R. A. Liddle. Interactions of Gut Endocrine Cells with Epithelium and Neurons. Compr Physiol 8: 2018, 1019-1030.

Didactic Synopsis

Major Teaching Points:

  • Enteroendocrine cells (EECs) are sensory cells of the gastrointestinal tract.
  • EECs synthesize and secrete gut hormones in response to ingested nutrients through nutrient transporters and receptors.
  • EECs connect to enteric neurons and sensory afferent nerves and have the tools to send and receive signals with the nervous system.
  • EECs act locally in a paracrine manner to influence intestinal secretion and mucosal integrity.

Didactic Legends

The figures—in a freely downloadable PowerPoint format—can be found on the Images tab along with the formal legends published in the article. The following legends to the same figures are written to be useful for teaching.

Figure 1 Anatomy of an enteroendocrine cell. This figure illustrates that EECs are single cells dispersed among enterocytes and other cells of the intestinal mucosa. The apical surface of most EECs is covered with microvilli and is open to the gut lumen. The basal region contains secretory vesicles and rests on the lamina propria. Secreted hormones are taken up into the blood.

Figure 2 Morphology of EECs throughout the GI tract. This figure illustrates that many EECs in the proximal intestine have short and often multiple neuropods while EECs in the colon characteristically possess single neuropods that extend along the base of adjacent enterocytes. Modified, with permission, from (8).

Figure 3 3D image of an EEC with a prominent neuropod and other neuron-like features. This figure illustrates a 3D image of an EEC. Note the tuft of microvilli on the left and the prominent neuropod of the right. The neuropod contains abundant mitochondria, in particular at the tip (blue), secretory vesicles (yellow), and filament-like structures (orange). Bars  =  1 µm. From (9) with permission.

• Provided material:
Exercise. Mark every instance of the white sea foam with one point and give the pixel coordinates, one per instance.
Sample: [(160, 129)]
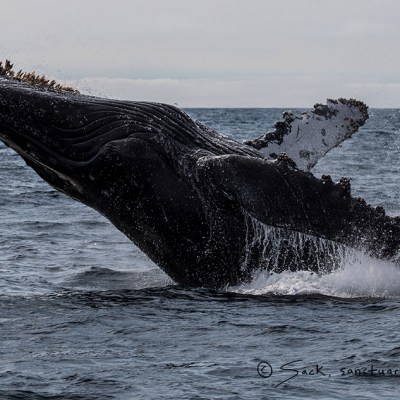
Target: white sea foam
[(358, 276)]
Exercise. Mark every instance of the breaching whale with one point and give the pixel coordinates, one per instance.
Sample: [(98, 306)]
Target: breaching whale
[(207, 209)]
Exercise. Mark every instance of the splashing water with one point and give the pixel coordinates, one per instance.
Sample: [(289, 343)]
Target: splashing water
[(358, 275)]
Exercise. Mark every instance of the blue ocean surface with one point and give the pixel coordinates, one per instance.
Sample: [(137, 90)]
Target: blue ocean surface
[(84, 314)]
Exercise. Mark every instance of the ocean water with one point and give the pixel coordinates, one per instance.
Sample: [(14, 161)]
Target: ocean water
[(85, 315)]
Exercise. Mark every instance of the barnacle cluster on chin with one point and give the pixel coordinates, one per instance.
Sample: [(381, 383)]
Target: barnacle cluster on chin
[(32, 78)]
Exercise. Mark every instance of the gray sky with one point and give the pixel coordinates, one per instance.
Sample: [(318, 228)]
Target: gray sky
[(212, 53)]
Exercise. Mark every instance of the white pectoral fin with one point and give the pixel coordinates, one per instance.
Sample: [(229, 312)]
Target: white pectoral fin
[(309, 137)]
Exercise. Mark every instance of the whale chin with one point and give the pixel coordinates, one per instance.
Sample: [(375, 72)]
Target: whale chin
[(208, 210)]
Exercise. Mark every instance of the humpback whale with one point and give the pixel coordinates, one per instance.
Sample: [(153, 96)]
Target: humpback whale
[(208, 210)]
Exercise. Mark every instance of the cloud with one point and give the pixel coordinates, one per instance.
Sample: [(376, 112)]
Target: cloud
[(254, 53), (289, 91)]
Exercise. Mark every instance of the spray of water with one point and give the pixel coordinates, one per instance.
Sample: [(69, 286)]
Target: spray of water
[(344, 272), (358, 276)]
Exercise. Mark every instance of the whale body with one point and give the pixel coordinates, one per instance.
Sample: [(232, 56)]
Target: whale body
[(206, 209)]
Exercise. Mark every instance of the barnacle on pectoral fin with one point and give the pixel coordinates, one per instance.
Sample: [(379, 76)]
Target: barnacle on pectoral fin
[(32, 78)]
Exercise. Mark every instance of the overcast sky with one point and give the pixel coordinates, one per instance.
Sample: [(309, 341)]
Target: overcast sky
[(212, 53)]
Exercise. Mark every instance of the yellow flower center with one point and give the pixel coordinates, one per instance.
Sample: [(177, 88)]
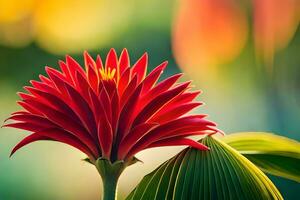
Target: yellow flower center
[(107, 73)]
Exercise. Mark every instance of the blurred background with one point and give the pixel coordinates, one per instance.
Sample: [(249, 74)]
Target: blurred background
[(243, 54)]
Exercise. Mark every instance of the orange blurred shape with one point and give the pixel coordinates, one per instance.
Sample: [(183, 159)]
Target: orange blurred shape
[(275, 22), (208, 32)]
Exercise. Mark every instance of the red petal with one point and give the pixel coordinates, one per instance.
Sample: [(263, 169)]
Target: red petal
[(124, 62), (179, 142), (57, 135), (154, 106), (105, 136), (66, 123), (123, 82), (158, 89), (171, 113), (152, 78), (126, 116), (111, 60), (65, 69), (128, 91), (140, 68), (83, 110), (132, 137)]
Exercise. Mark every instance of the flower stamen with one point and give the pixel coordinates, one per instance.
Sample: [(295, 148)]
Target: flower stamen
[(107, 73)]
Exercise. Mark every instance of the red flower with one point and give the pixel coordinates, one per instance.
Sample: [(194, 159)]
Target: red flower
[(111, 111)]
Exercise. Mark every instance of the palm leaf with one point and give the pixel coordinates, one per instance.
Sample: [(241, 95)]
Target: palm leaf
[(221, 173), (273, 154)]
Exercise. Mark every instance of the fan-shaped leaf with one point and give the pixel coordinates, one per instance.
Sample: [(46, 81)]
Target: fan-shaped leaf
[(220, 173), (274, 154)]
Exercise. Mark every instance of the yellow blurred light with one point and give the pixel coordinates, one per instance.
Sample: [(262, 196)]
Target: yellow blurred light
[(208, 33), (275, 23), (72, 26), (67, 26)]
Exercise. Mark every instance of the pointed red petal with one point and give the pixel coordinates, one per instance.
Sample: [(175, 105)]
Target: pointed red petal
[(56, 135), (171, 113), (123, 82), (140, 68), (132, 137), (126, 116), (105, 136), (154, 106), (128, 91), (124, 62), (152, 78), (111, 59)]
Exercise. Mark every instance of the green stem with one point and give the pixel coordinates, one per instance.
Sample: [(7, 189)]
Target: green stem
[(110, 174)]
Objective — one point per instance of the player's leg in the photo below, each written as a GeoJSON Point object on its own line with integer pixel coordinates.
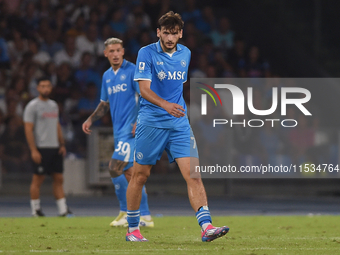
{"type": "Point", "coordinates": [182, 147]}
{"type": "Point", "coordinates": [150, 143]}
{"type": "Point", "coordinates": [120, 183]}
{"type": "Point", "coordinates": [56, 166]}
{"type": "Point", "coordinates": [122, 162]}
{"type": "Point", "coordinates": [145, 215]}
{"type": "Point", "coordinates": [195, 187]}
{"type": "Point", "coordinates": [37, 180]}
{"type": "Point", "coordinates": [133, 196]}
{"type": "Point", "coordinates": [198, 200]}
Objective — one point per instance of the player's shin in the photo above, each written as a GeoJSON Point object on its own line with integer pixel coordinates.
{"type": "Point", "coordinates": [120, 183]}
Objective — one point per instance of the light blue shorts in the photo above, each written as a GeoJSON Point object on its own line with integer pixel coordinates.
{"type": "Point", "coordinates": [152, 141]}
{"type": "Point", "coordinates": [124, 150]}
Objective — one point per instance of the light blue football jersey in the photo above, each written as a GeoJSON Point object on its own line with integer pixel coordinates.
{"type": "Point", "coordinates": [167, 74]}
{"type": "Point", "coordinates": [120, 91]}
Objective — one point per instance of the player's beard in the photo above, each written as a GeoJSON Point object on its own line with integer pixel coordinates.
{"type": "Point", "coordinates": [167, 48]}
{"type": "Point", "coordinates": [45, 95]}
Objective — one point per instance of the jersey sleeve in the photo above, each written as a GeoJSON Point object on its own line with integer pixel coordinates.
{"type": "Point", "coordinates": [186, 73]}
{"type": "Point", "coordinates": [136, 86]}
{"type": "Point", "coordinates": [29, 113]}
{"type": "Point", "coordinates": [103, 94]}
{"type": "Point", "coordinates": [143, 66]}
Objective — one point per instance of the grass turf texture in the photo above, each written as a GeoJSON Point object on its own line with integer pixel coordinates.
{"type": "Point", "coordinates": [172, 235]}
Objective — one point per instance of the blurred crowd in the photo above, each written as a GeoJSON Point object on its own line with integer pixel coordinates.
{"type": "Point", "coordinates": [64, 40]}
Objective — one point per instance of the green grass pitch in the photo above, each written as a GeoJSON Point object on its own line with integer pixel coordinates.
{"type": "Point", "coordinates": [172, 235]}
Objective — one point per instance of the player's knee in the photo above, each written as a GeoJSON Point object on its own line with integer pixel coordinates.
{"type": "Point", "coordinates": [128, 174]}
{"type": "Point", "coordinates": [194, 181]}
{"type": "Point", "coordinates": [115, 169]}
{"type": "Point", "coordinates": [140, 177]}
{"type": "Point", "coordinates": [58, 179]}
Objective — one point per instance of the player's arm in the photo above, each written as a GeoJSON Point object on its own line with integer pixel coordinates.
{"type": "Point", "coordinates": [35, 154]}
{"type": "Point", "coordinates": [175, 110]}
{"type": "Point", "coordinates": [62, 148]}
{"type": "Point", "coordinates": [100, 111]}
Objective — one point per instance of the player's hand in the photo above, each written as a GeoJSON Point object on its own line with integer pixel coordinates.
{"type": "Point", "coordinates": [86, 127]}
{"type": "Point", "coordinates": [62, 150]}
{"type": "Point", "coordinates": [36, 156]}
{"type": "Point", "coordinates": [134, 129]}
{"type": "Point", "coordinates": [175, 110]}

• What is needed:
Please reproduce the enteroendocrine cell synopsis word for word, starting at "Figure 2 Morphology" and ending at "permission, from (8).", both included.

• Response:
Figure 2 Morphology of EECs throughout the GI tract. This figure illustrates that many EECs in the proximal intestine have short and often multiple neuropods while EECs in the colon characteristically possess single neuropods that extend along the base of adjacent enterocytes. Modified, with permission, from (8).